PASSAGE:
Does the description disclose side effects, auth requirements, rate limits, or destructive behavior?

No annotations are provided, so the description carries the full burden of behavioral disclosure. It mentions the method ('using Gemini 2.5 Flash Image') but doesn't cover key traits like rate limits, authentication needs, output format, error handling, or whether it's a read/write operation. For a generative tool with zero annotation coverage, this leaves critical behavioral aspects unspecified.

Agents need to know what a tool does to the world before calling it. Descriptions should go beyond structured annotations to explain consequences.

Conciseness5/5

Is the description appropriately sized, front-loaded, and free of redundancy?

The description is a single, efficient sentence that directly states the tool's purpose without any fluff or redundancy. It's appropriately sized and front-loaded, making it easy for an agent to parse quickly. Every word earns its place, contributing to clarity.

Shorter descriptions cost fewer tokens and are easier for agents to parse. Every sentence should earn its place.

Completeness2/5

Given the tool's complexity, does the description cover enough for an agent to succeed on first attempt?

Given the complexity of an image generation tool, lack of annotations, and no output schema, the description is incomplete. It doesn't explain what the tool returns (e.g., image data, file path, errors), behavioral aspects like costs or limitations, or how it differs from siblings. This leaves significant gaps for an agent to understand the tool fully.

Complex tools with many parameters or behaviors need more documentation. Simple tools need less. This dimension scales expectations accordingly.

Parameters3/5

Does the description clarify parameter syntax, constraints, interactions, or defaults beyond what the schema provides?

Schema description coverage is 100%, so the schema already documents both parameters ('prompt' and 'saveToFilePath') with descriptions. The tool description adds no additional parameter semantics beyond what's in the schema, such as examples or constraints. With high schema coverage, the baseline score of 3 is appropriate, as the description doesn't compensate but also doesn't detract.

Photo-based referring expression entries:
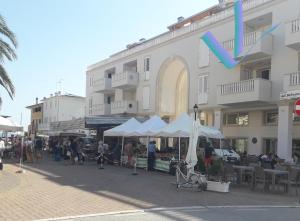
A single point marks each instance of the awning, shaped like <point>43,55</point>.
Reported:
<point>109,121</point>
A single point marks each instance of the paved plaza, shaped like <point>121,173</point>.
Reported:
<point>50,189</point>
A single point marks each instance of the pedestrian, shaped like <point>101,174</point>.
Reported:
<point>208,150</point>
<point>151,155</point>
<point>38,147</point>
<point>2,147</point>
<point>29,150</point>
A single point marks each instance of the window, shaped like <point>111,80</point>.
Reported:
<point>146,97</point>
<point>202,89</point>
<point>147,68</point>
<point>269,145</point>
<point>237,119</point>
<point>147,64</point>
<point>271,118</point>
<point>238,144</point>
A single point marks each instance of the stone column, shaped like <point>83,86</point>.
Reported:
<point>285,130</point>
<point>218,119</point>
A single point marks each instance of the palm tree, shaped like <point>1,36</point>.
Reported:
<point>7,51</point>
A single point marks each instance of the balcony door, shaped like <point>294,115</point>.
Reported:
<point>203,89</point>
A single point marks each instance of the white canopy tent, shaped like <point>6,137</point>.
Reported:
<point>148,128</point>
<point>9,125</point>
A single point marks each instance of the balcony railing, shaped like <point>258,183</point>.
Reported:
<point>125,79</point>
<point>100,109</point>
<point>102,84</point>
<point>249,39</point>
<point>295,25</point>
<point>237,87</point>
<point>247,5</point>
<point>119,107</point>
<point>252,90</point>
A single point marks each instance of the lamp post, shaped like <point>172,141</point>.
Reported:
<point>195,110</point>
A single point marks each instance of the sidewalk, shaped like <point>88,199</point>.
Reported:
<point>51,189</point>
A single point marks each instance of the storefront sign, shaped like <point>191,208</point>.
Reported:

EXERCISE REQUIREMENTS:
1. Using the review of the tool description, answer each question in a single line.
(a) What score does the review give the description for conciseness?
(b) Which two parameters does the schema document?
(c) What method does the description mention?
2. Extend the review of the tool description past its final sentence, keeping its format and tone.

WRITTEN RESPONSES:
1.
(a) 5/5
(b) 'prompt' and 'saveToFilePath'
(c) Gemini 2.5 Flash Image

2.
Input schemas describe structure but not intent. Descriptions should explain non-obvious parameter relationships and valid value ranges.

Purpose4/5

Does the description clearly state what the tool does and how it differs from similar tools?

The description clearly states the tool's purpose: 'Generate an image from a text prompt using Gemini 2.5 Flash Image'. It specifies the verb ('generate'), resource ('image'), and method ('from a text prompt'), but doesn't explicitly differentiate from sibling tools like 'compose_images' or 'edit_image', which might also generate or modify images. This makes it clear but not fully sibling-distinctive.

Agents choose between tools based on descriptions. A clear purpose with a specific verb and resource helps agents select the right tool.

Usage Guidelines2/5

Does the description explain when to use this tool, when not to, or what alternatives exist?

The description provides no guidance on when to use this tool versus alternatives like 'compose_images', 'edit_image', or 'style_transfer'. It doesn't mention any prerequisites, exclusions, or specific contexts for usage, leaving the agent to infer based on tool names alone. This lack of explicit guidance is a significant gap.

Agents often have multiple tools that could apply. Explicit usage guidance like "use X instead of Y when Z" prevents misuse.